▸ **Records contained in a dataset**
------------------------------------------------

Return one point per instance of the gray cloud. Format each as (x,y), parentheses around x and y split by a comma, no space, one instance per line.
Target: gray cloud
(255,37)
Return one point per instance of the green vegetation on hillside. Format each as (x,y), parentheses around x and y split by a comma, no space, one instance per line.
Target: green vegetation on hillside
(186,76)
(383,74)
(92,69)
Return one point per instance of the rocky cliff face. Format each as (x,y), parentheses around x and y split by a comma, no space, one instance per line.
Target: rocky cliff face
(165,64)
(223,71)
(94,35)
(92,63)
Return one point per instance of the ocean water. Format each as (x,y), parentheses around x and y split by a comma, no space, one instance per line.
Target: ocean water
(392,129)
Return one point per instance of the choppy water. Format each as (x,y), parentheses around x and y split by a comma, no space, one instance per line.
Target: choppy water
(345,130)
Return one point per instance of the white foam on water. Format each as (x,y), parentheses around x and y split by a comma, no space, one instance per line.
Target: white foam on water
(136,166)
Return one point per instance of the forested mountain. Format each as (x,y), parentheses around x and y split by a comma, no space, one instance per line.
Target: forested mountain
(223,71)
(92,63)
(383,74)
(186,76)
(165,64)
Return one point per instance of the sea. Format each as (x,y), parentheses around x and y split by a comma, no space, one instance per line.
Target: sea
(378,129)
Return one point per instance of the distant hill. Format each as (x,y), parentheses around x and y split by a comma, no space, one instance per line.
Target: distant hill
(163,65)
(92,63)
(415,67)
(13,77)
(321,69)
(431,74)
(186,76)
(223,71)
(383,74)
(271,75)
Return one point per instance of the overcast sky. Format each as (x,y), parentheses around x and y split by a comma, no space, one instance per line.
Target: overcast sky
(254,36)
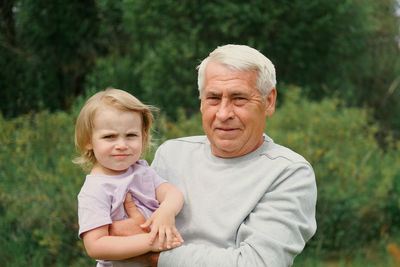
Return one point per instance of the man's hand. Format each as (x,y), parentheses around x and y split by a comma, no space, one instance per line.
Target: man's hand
(130,226)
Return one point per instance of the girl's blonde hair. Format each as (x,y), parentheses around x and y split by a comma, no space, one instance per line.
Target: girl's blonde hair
(110,97)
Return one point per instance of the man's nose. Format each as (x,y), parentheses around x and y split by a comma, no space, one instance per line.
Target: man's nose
(225,110)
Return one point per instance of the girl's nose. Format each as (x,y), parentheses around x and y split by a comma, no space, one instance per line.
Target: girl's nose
(225,111)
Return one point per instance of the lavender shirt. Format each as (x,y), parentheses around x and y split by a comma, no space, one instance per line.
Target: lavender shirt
(101,199)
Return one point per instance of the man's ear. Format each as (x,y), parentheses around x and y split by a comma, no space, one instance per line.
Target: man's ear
(270,102)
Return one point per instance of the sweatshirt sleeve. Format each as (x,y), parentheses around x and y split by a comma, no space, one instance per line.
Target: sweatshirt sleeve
(271,235)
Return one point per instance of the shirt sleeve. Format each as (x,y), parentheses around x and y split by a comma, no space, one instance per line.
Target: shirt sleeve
(150,172)
(271,235)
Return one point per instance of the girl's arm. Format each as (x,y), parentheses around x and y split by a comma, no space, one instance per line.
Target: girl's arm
(99,245)
(163,219)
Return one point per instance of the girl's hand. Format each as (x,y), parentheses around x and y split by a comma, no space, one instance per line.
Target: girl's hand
(163,224)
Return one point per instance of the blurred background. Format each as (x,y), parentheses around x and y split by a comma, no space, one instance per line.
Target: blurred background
(338,71)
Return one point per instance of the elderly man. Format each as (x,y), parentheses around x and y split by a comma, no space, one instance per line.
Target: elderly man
(248,201)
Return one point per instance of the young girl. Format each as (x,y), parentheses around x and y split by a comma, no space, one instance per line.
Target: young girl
(112,130)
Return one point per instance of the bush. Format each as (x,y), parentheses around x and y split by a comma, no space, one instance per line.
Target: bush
(358,182)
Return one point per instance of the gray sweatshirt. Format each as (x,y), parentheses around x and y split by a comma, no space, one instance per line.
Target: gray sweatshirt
(254,210)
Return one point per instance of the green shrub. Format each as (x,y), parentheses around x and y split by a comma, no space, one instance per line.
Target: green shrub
(358,181)
(38,188)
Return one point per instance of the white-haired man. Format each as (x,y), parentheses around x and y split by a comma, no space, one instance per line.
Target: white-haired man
(248,201)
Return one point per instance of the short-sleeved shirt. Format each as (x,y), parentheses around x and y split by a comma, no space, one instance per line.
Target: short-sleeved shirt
(101,199)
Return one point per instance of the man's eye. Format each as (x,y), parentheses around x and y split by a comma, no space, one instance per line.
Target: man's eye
(213,99)
(240,100)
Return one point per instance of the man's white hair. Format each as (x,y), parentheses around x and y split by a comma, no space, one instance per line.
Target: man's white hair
(241,57)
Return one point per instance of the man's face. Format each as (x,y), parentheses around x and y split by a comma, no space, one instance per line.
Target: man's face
(233,110)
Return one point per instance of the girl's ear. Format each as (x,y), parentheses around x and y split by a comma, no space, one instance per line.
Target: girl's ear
(89,146)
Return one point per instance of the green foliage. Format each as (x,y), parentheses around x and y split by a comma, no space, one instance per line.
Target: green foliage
(38,188)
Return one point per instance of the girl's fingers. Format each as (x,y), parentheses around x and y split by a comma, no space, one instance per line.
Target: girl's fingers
(146,224)
(161,237)
(177,234)
(153,235)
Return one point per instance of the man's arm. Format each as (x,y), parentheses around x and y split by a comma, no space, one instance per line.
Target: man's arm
(271,235)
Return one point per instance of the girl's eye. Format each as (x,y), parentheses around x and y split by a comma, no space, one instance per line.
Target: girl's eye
(213,100)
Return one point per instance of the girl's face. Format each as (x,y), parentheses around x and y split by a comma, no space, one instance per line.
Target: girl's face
(116,140)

------------------------------------------------

▸ **PROBLEM REQUIREMENTS**
Copy the lines of the data above exactly as written, beginning with the line containing "Target: short-sleeved shirt" and ending with the line containing "Return one point per instance of the man's white", and leave out all other lines.

▸ **RESPONSE AREA**
Target: short-sleeved shirt
(101,199)
Return one point per instance of the man's eye. Format each as (x,y), parentheses around x and y split by a comma, no space, one instance per line.
Target: man's eye
(213,99)
(240,100)
Return one point per instance of the man's white hair. Format each as (x,y), parentheses around x and y split by a comma, no space, one instance per line.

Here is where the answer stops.